(Given request 1): In the text about fuel shortages, what share of gas stations in North Carolina had no fuel on Thursday?
(Given request 2): Write the next few paragraphs of the news excerpt about gas station outages, picking up after its final sentence.

(Provided text):
════════════════════
Motorists' tempers frayed as panic buying led stations to run out even where supplies were available. On Thursday about 70% of gas stations in North Carolina were without fuel, while around 50% of stations in Virginia, South Carolina and Georgia had outages, tracking firm GasBuddy said.

The average national gasoline price rose above $3.00 a gallon, the highest since October 2014, the American Automobile Association said, and prices in some areas jumped as much as 11 cents in a day.

Nicole Guy, 36, a leasing agent in Atlanta, was at her fourth gas station Thursday morning, trying to find gas. The station ran out of gas early Wednesday and the manager wasn't sure when deliveries would resume.

Guy said she wished she had gone out the night before to refuel.

"My sister paid $3.50 at the pump last night for her car," she said. "I thought if I went looking today I'd find a better deal. I never paid that much at the pump."
════════════════════
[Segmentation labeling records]
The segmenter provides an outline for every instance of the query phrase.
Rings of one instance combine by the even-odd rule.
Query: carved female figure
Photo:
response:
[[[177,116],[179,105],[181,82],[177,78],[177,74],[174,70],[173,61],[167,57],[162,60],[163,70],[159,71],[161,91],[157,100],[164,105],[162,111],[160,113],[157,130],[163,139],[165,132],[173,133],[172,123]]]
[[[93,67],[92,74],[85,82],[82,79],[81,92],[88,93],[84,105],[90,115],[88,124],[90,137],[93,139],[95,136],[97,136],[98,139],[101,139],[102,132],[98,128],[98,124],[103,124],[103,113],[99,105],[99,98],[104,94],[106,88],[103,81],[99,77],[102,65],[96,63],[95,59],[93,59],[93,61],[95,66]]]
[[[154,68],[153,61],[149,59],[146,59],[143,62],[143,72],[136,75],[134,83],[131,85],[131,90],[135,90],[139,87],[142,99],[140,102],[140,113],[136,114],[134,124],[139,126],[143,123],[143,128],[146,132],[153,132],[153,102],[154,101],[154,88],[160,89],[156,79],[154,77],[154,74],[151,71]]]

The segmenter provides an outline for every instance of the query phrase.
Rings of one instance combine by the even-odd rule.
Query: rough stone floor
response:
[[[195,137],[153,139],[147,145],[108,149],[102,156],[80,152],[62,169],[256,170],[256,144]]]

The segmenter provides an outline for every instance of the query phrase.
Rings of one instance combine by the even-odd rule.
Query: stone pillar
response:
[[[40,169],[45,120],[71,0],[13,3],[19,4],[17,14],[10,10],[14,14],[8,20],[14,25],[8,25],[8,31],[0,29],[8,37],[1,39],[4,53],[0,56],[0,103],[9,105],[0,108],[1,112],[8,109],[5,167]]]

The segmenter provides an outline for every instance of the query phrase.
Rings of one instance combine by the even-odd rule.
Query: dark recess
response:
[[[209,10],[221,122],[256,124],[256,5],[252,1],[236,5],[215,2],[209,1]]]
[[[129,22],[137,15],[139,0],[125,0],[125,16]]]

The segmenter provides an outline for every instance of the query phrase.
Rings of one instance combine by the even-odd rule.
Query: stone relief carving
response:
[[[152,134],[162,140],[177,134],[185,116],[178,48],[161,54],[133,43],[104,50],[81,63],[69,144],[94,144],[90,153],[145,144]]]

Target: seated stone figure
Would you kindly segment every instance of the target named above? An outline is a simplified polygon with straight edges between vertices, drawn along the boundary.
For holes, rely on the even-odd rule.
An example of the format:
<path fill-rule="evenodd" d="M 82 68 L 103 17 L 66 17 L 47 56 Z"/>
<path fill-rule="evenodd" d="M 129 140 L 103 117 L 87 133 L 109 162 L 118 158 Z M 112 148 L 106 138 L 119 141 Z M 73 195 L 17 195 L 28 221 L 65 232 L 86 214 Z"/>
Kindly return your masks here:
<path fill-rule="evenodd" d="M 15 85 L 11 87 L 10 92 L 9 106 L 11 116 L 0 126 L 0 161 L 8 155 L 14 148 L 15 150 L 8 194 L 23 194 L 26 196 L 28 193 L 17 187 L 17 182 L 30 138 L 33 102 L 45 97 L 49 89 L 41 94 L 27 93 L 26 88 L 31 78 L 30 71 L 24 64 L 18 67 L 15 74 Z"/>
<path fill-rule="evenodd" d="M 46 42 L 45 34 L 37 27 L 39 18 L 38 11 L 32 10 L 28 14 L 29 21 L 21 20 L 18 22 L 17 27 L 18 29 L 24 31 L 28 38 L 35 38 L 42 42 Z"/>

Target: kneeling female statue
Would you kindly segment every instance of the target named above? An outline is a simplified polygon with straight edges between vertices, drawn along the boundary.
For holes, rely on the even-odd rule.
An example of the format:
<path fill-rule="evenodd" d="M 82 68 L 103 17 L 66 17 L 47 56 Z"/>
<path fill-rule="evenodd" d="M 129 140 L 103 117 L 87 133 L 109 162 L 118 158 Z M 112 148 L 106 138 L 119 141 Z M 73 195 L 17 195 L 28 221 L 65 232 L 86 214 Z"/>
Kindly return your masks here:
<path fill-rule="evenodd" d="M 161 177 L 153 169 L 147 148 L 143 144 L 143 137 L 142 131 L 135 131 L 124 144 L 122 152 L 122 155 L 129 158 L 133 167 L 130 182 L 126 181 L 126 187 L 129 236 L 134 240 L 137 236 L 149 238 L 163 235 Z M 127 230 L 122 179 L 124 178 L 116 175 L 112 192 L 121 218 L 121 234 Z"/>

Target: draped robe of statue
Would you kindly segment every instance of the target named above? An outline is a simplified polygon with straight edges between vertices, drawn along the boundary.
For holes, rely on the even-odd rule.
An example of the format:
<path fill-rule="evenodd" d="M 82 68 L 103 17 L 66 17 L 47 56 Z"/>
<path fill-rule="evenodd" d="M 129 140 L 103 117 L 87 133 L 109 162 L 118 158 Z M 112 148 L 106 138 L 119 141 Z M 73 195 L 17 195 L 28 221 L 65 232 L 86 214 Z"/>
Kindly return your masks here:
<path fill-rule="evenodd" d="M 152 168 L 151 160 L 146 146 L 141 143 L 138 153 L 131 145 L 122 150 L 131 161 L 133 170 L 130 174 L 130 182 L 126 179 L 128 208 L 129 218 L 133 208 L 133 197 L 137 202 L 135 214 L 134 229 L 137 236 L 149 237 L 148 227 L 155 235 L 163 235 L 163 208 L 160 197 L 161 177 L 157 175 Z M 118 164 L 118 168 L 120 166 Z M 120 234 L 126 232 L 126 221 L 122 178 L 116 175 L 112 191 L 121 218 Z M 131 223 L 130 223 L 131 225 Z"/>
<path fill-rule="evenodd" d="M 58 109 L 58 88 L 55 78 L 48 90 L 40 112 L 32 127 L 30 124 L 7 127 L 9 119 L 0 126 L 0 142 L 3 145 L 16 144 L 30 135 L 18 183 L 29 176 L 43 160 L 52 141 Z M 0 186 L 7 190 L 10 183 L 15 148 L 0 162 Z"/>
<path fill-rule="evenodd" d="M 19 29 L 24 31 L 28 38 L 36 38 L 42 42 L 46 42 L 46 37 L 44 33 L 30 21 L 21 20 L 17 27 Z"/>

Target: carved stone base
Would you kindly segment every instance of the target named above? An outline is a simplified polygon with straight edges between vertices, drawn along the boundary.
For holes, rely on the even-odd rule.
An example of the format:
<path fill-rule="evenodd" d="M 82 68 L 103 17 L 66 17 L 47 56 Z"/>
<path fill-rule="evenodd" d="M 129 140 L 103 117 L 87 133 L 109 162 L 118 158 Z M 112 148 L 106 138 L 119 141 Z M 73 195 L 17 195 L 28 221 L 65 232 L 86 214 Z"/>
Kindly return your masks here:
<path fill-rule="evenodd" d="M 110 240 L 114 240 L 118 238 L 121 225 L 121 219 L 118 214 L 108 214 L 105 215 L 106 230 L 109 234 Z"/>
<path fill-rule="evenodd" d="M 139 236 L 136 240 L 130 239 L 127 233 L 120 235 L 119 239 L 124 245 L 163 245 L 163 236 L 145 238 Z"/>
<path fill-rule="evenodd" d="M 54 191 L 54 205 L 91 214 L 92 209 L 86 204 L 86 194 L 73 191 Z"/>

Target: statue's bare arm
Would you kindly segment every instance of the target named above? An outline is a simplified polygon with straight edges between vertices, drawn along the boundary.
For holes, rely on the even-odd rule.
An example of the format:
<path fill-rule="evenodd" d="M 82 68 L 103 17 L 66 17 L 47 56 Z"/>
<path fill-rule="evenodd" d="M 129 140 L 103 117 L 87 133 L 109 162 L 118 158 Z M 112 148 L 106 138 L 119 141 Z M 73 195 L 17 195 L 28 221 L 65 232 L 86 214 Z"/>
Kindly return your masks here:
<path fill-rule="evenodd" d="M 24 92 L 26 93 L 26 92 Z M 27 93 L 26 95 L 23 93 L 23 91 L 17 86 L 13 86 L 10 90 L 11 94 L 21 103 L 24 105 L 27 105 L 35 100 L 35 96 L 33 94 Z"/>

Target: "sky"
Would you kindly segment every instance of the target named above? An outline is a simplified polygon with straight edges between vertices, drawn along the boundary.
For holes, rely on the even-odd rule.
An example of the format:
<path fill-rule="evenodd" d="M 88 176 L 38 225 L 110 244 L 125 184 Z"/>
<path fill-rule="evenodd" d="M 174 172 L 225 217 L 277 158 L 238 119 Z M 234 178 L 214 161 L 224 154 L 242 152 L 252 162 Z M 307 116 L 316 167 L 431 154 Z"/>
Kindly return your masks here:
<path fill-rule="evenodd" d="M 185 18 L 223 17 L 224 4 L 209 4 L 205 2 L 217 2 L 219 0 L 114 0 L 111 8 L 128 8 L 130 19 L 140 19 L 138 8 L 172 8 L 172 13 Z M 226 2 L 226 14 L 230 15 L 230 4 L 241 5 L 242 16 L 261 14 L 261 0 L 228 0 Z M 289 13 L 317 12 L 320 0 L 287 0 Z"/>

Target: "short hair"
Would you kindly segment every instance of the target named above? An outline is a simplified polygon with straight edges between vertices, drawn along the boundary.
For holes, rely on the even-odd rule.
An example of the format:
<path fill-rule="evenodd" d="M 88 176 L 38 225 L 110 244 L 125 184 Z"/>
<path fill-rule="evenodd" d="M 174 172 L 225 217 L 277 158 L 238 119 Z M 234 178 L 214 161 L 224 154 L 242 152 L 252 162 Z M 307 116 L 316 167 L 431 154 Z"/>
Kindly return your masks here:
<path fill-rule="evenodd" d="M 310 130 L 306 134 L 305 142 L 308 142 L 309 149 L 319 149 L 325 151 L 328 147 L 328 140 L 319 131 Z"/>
════════════════════
(Exercise output 1): About 70%.

(Exercise output 2):
Even as the pipeline resumes pumping, it will take time to replenish stocks. Gasoline inventories in the Northeast likely will fall to five-year lows this week, said Richard Joswick, an analyst with S&P Global Platts.

Hackers resurface

As FBI cybersleuths dug into an attack that paralyzed a large part of the U.S. energy infrastructure, the group believed to be responsible said it was publishing data from breaches at three other companies, including an Illinois technology firm.

Biden on Thursday said officials do not believe the Russian government was involved in this attack.

"But we do have strong reason to believe that the criminals who did the attack are living in Russia," he said. "That's where it came from."

U.S. House of Representatives Speaker Nancy Pelosi on Thursday urged companies that are victims of cyberattacks not to pay a ransom.

Colonial has not publicly said how much money the hackers were seeking or whether it paid the ransom. Colonial has a type of insurance that typically covers ransom payments, three people familiar with the matter told Reuters on Thursday.

To stem fuel shortages, four states and federal regulators relaxed fuel driver restrictions to speed deliveries of fresh supplies.

The U.S. also issued a waiver to an undisclosed shipper allowing it to transport gasoline and diesel from the U.S. Gulf Coast to East Coast ports on foreign-flagged vessels. The U.S. restricts deliveries between domestic ports to U.S.-built and crewed vessels.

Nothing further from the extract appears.